Required work ▸ Lay out the records from their start through the line containing "[679,265,745,306]" as a Markdown table with the columns Row and Line, including both ends and skipping blank lines. Leave the pictures out of the table.

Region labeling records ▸
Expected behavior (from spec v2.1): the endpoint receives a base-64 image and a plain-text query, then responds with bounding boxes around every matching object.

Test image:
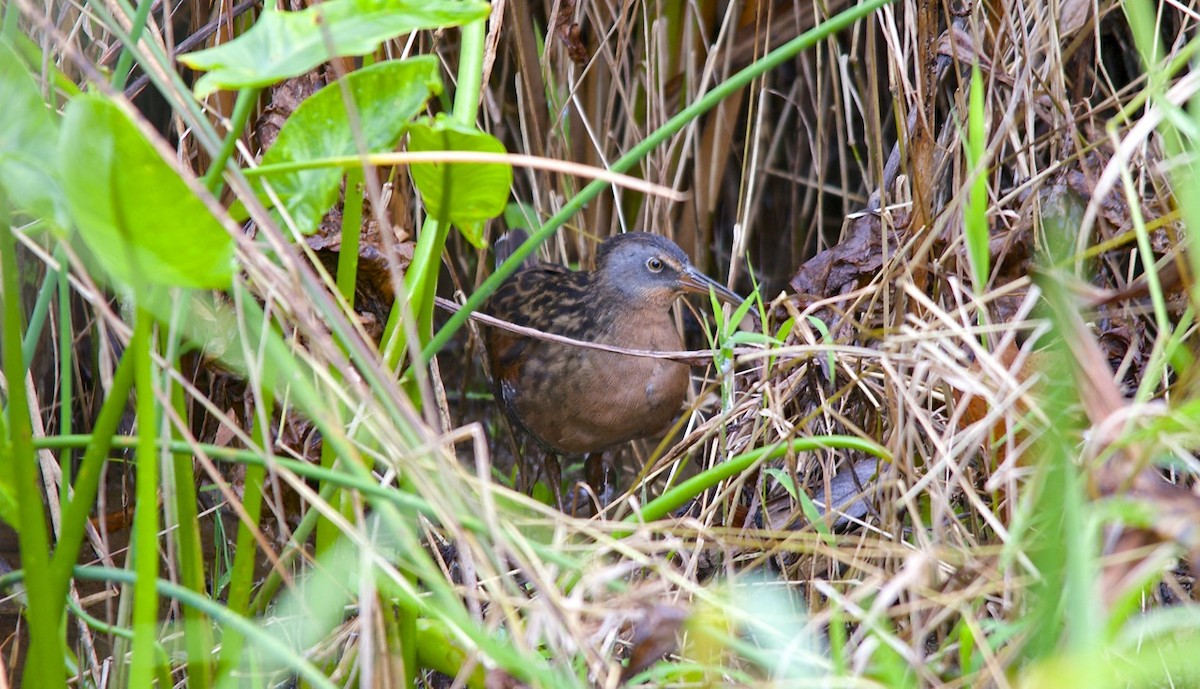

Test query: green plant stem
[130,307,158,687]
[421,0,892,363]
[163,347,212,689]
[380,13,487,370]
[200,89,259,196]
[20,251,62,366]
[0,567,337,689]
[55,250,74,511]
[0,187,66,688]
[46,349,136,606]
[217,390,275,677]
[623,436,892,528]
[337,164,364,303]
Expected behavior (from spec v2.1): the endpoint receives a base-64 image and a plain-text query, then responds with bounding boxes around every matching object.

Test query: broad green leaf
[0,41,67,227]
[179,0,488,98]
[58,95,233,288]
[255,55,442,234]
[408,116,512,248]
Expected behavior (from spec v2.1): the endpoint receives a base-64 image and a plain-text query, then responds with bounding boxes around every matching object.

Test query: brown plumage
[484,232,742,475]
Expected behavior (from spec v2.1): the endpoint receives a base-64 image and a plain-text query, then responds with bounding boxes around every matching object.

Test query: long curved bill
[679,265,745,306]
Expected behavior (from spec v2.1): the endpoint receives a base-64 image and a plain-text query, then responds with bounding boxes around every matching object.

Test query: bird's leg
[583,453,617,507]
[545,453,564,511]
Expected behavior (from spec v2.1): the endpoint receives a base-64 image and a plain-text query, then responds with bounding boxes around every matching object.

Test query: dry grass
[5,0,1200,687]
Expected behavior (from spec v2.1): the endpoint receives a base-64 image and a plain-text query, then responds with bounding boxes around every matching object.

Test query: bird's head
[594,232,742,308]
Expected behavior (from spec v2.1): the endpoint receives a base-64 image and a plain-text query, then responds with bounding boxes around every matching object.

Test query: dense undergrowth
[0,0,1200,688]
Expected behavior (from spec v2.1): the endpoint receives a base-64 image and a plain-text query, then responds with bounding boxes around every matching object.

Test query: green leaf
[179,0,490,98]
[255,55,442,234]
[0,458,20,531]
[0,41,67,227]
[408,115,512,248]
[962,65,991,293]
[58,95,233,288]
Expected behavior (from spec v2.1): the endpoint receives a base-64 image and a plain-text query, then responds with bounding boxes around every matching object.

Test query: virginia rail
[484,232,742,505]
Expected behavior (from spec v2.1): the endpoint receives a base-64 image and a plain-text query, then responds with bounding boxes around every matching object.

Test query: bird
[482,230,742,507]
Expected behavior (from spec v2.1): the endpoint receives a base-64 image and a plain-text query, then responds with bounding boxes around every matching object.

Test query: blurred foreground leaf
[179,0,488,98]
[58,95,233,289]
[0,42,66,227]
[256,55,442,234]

Task answer ▸
| Row | Line |
|---|---|
| 1 | Expected behavior (from spec v2.1): the endpoint receives a base-64 image and a plain-text query, then responds with bounding boxes around every matching object. |
| 2 | Test image: |
| 3 | Test query: green plant stem |
| 4 | [130,307,158,687] |
| 5 | [421,0,892,363] |
| 6 | [163,347,212,689] |
| 7 | [380,13,487,370] |
| 8 | [200,89,259,196] |
| 9 | [20,251,62,366] |
| 10 | [0,567,337,689] |
| 11 | [55,250,74,511] |
| 12 | [0,187,66,688] |
| 13 | [46,349,136,606] |
| 14 | [217,390,275,677] |
| 15 | [623,436,892,528] |
| 16 | [337,164,364,303] |
| 17 | Expected behavior (from spec v2.1): the endpoint receives a base-64 image and a plain-text query, then responds with bounding boxes around every matching object. |
| 18 | Test query: broad green leaf |
| 19 | [0,41,67,227] |
| 20 | [179,0,488,98] |
| 21 | [58,95,233,288] |
| 22 | [255,55,442,234] |
| 23 | [408,116,512,248] |
| 24 | Expected behavior (from spec v2.1): the endpoint receives a base-64 image and a plain-text query, then responds with bounding boxes around every matching object. |
| 25 | Test query: brown plumage |
| 26 | [484,232,742,475] |
| 27 | Expected behavior (from spec v2.1): the endpoint receives a base-64 image and a plain-text query, then responds with bounding boxes around every matching object. |
| 28 | Test query: long curved bill |
| 29 | [679,265,745,306] |